Saved data entries:

..........

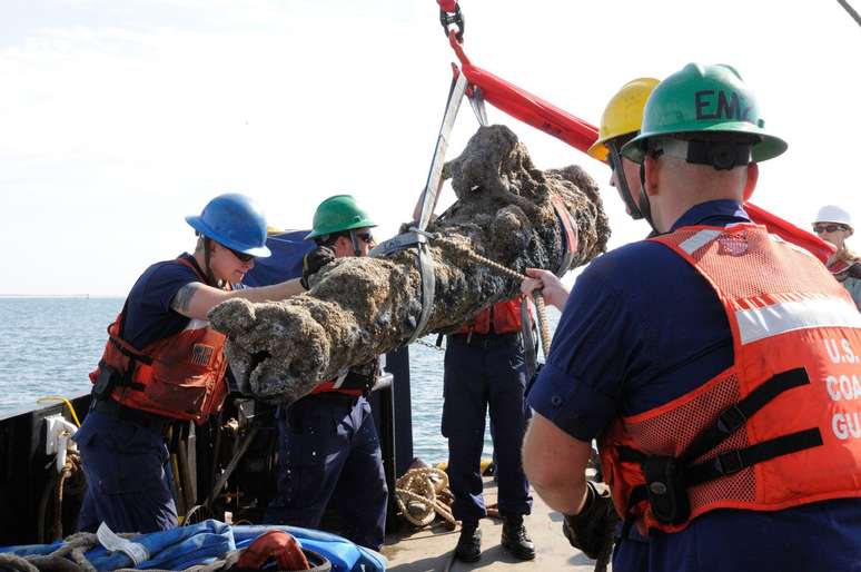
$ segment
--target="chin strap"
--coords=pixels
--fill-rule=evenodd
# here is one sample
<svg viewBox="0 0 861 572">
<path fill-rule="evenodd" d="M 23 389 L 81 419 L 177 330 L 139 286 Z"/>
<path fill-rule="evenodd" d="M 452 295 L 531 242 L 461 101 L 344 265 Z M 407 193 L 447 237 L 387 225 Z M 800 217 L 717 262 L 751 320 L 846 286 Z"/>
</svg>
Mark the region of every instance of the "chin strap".
<svg viewBox="0 0 861 572">
<path fill-rule="evenodd" d="M 219 280 L 216 280 L 215 274 L 212 274 L 212 267 L 209 265 L 209 259 L 212 257 L 212 249 L 209 247 L 209 238 L 204 237 L 204 274 L 206 275 L 207 286 L 220 287 Z"/>
<path fill-rule="evenodd" d="M 640 211 L 643 214 L 643 218 L 649 221 L 649 226 L 652 227 L 653 234 L 650 236 L 656 236 L 661 233 L 655 226 L 655 221 L 652 219 L 652 205 L 649 203 L 649 195 L 645 191 L 645 161 L 640 164 L 640 186 L 642 193 L 640 193 Z"/>
<path fill-rule="evenodd" d="M 359 249 L 359 244 L 358 244 L 358 237 L 356 236 L 355 230 L 349 231 L 349 240 L 350 243 L 353 243 L 353 253 L 356 256 L 362 256 L 362 250 Z"/>
</svg>

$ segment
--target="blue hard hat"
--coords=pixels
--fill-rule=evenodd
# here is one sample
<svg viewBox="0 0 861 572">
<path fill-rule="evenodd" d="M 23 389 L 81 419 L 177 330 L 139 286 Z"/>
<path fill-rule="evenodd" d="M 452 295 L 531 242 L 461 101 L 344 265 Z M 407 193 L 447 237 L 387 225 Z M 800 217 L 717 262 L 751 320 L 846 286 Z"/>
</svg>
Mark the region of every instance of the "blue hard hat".
<svg viewBox="0 0 861 572">
<path fill-rule="evenodd" d="M 219 195 L 204 207 L 200 216 L 187 216 L 191 228 L 232 250 L 266 257 L 266 217 L 245 195 Z"/>
</svg>

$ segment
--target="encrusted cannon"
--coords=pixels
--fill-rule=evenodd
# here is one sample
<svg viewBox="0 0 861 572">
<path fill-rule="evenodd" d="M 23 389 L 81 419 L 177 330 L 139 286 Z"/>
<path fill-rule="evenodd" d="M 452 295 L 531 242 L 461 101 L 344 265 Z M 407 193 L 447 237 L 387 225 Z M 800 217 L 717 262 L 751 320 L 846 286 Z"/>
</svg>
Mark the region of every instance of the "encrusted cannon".
<svg viewBox="0 0 861 572">
<path fill-rule="evenodd" d="M 604 252 L 610 227 L 594 180 L 576 166 L 536 169 L 507 127 L 479 128 L 446 170 L 457 201 L 427 228 L 437 237 L 427 243 L 435 295 L 422 335 L 453 328 L 519 292 L 517 279 L 469 253 L 517 273 L 557 270 L 566 259 L 562 216 L 577 234 L 568 268 Z M 209 317 L 228 337 L 227 357 L 243 391 L 291 402 L 407 342 L 422 299 L 418 257 L 408 248 L 384 258 L 339 258 L 303 295 L 263 304 L 232 299 Z"/>
</svg>

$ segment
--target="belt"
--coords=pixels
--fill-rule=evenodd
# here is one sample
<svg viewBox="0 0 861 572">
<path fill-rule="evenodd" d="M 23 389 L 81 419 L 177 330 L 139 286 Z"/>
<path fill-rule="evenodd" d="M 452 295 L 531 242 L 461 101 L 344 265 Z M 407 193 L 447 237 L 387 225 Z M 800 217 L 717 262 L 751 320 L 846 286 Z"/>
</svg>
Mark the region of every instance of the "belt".
<svg viewBox="0 0 861 572">
<path fill-rule="evenodd" d="M 454 334 L 448 339 L 455 344 L 475 346 L 475 347 L 498 347 L 511 346 L 518 342 L 519 333 L 509 332 L 507 334 Z"/>
<path fill-rule="evenodd" d="M 155 413 L 127 407 L 111 398 L 96 400 L 92 402 L 91 408 L 102 415 L 127 421 L 162 436 L 167 434 L 168 428 L 170 428 L 170 425 L 174 423 L 174 420 L 169 417 L 162 417 Z"/>
<path fill-rule="evenodd" d="M 297 401 L 294 405 L 320 400 L 328 403 L 339 403 L 339 404 L 353 406 L 356 404 L 358 398 L 359 398 L 359 395 L 348 395 L 346 393 L 340 393 L 337 389 L 333 389 L 330 392 L 309 393 L 305 397 L 301 397 L 299 401 Z"/>
</svg>

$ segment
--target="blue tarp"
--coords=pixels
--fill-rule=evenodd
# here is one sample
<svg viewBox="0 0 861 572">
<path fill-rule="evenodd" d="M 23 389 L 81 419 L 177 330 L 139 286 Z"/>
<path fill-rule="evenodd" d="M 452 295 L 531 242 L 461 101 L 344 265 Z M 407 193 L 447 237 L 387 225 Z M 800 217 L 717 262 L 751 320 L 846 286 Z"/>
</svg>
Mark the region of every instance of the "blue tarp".
<svg viewBox="0 0 861 572">
<path fill-rule="evenodd" d="M 382 572 L 386 570 L 387 563 L 383 555 L 335 534 L 297 526 L 230 526 L 215 520 L 136 536 L 132 541 L 145 546 L 150 555 L 149 560 L 138 563 L 136 568 L 140 570 L 184 570 L 195 564 L 209 564 L 215 560 L 222 559 L 231 550 L 247 548 L 260 534 L 270 530 L 289 532 L 304 548 L 329 559 L 334 572 Z M 60 545 L 60 542 L 56 542 L 53 544 L 7 546 L 0 548 L 0 553 L 13 553 L 19 556 L 44 555 L 50 554 Z M 108 553 L 102 546 L 89 550 L 86 555 L 99 571 L 130 568 L 133 564 L 126 554 L 121 552 Z"/>
<path fill-rule="evenodd" d="M 269 286 L 301 276 L 301 259 L 314 248 L 314 240 L 305 240 L 310 230 L 290 230 L 266 239 L 273 252 L 268 258 L 257 258 L 254 268 L 245 275 L 246 286 Z"/>
</svg>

..........

SET EXERCISE: Can you give all of the lines above again with "here is one sample" swapped for "reference outline" everywhere, changing nothing else and leaving out the pictures?

ANSWER BELOW:
$ segment
--target="chin strap"
--coords=pixels
--fill-rule=evenodd
# reference outline
<svg viewBox="0 0 861 572">
<path fill-rule="evenodd" d="M 23 389 L 81 419 L 177 330 L 139 286 Z"/>
<path fill-rule="evenodd" d="M 452 295 L 531 242 L 461 101 L 344 265 Z M 407 193 L 447 237 L 387 225 Z M 800 217 L 717 262 L 751 320 L 846 286 Z"/>
</svg>
Mark the region of every instance of the "chin strap".
<svg viewBox="0 0 861 572">
<path fill-rule="evenodd" d="M 219 280 L 216 280 L 215 274 L 212 274 L 212 267 L 209 265 L 209 259 L 212 257 L 212 249 L 209 247 L 209 238 L 204 237 L 204 274 L 206 275 L 207 286 L 220 287 Z"/>
<path fill-rule="evenodd" d="M 640 211 L 643 214 L 643 218 L 649 221 L 649 226 L 652 227 L 653 234 L 650 236 L 656 236 L 661 233 L 655 226 L 655 221 L 652 219 L 652 205 L 649 203 L 649 195 L 645 191 L 645 161 L 640 164 L 640 186 L 642 193 L 640 193 Z"/>
<path fill-rule="evenodd" d="M 359 249 L 359 244 L 358 244 L 358 237 L 356 236 L 355 230 L 349 231 L 349 240 L 350 243 L 353 243 L 353 253 L 356 256 L 362 256 L 362 250 Z"/>
</svg>

$ segment
--target="blue hard hat"
--coords=pixels
--fill-rule=evenodd
# reference outline
<svg viewBox="0 0 861 572">
<path fill-rule="evenodd" d="M 23 389 L 81 419 L 177 330 L 139 286 Z"/>
<path fill-rule="evenodd" d="M 452 295 L 531 242 L 461 101 L 344 265 Z M 407 193 L 447 237 L 387 225 Z M 800 217 L 717 262 L 751 320 L 846 286 Z"/>
</svg>
Mark the region of every instance of the "blue hard hat".
<svg viewBox="0 0 861 572">
<path fill-rule="evenodd" d="M 219 195 L 204 207 L 200 216 L 187 216 L 191 228 L 232 250 L 266 257 L 266 217 L 245 195 Z"/>
</svg>

$ segment
--target="encrusted cannon"
--coords=pixels
--fill-rule=evenodd
# reference outline
<svg viewBox="0 0 861 572">
<path fill-rule="evenodd" d="M 23 389 L 81 419 L 177 330 L 139 286 Z"/>
<path fill-rule="evenodd" d="M 452 295 L 531 242 L 461 101 L 344 265 Z M 407 193 L 447 237 L 387 225 Z M 800 217 L 717 262 L 751 320 L 846 286 Z"/>
</svg>
Mark the region of every instance of the "encrusted cannon".
<svg viewBox="0 0 861 572">
<path fill-rule="evenodd" d="M 604 252 L 610 227 L 594 180 L 576 166 L 536 169 L 507 127 L 479 128 L 446 170 L 457 201 L 427 228 L 437 237 L 427 243 L 435 295 L 422 335 L 453 328 L 519 292 L 517 279 L 469 253 L 517 273 L 557 270 L 566 259 L 562 216 L 577 234 L 568 268 Z M 209 317 L 228 337 L 227 357 L 243 391 L 291 402 L 407 342 L 422 299 L 418 257 L 408 248 L 384 258 L 339 258 L 303 295 L 263 304 L 232 299 Z"/>
</svg>

$ segment
--target="belt"
--coords=pixels
--fill-rule=evenodd
# reference outline
<svg viewBox="0 0 861 572">
<path fill-rule="evenodd" d="M 23 389 L 81 419 L 177 330 L 139 286 Z"/>
<path fill-rule="evenodd" d="M 452 295 L 531 242 L 461 101 L 344 265 Z M 407 193 L 447 237 L 387 225 Z M 800 217 L 717 262 L 751 320 L 846 286 Z"/>
</svg>
Mark the region of every instance of the "belt".
<svg viewBox="0 0 861 572">
<path fill-rule="evenodd" d="M 454 334 L 448 339 L 455 344 L 475 346 L 475 347 L 498 347 L 511 346 L 518 342 L 519 333 L 509 332 L 507 334 Z"/>
<path fill-rule="evenodd" d="M 155 413 L 127 407 L 111 398 L 96 400 L 92 402 L 91 408 L 102 415 L 127 421 L 162 436 L 167 434 L 168 428 L 170 428 L 170 425 L 174 423 L 174 420 L 169 417 L 162 417 Z"/>
<path fill-rule="evenodd" d="M 297 401 L 294 405 L 320 400 L 328 403 L 339 403 L 339 404 L 353 406 L 356 404 L 358 398 L 359 398 L 359 395 L 348 395 L 346 393 L 340 393 L 337 389 L 333 389 L 330 392 L 309 393 L 305 397 L 301 397 L 299 401 Z"/>
</svg>

$ segment
--target="blue tarp"
--coords=pixels
--fill-rule=evenodd
# reference outline
<svg viewBox="0 0 861 572">
<path fill-rule="evenodd" d="M 23 389 L 81 419 L 177 330 L 139 286 Z"/>
<path fill-rule="evenodd" d="M 452 295 L 531 242 L 461 101 L 344 265 Z M 407 193 L 447 237 L 387 225 Z M 800 217 L 717 262 L 751 320 L 846 286 Z"/>
</svg>
Mark the region of every instance of the "blue tarp".
<svg viewBox="0 0 861 572">
<path fill-rule="evenodd" d="M 382 572 L 386 570 L 387 563 L 383 555 L 335 534 L 297 526 L 230 526 L 215 520 L 136 536 L 132 541 L 145 546 L 150 555 L 149 560 L 138 563 L 136 568 L 140 570 L 184 570 L 195 564 L 209 564 L 215 560 L 222 559 L 231 550 L 247 548 L 260 534 L 270 530 L 289 532 L 304 548 L 329 559 L 334 572 Z M 60 545 L 60 542 L 56 542 L 53 544 L 7 546 L 0 548 L 0 553 L 13 553 L 19 556 L 44 555 L 50 554 Z M 108 553 L 102 546 L 89 550 L 86 555 L 99 571 L 130 568 L 133 564 L 126 554 L 121 552 Z"/>
<path fill-rule="evenodd" d="M 269 286 L 301 276 L 301 259 L 314 248 L 314 240 L 305 240 L 310 230 L 290 230 L 266 239 L 273 252 L 268 258 L 257 258 L 254 268 L 245 275 L 246 286 Z"/>
</svg>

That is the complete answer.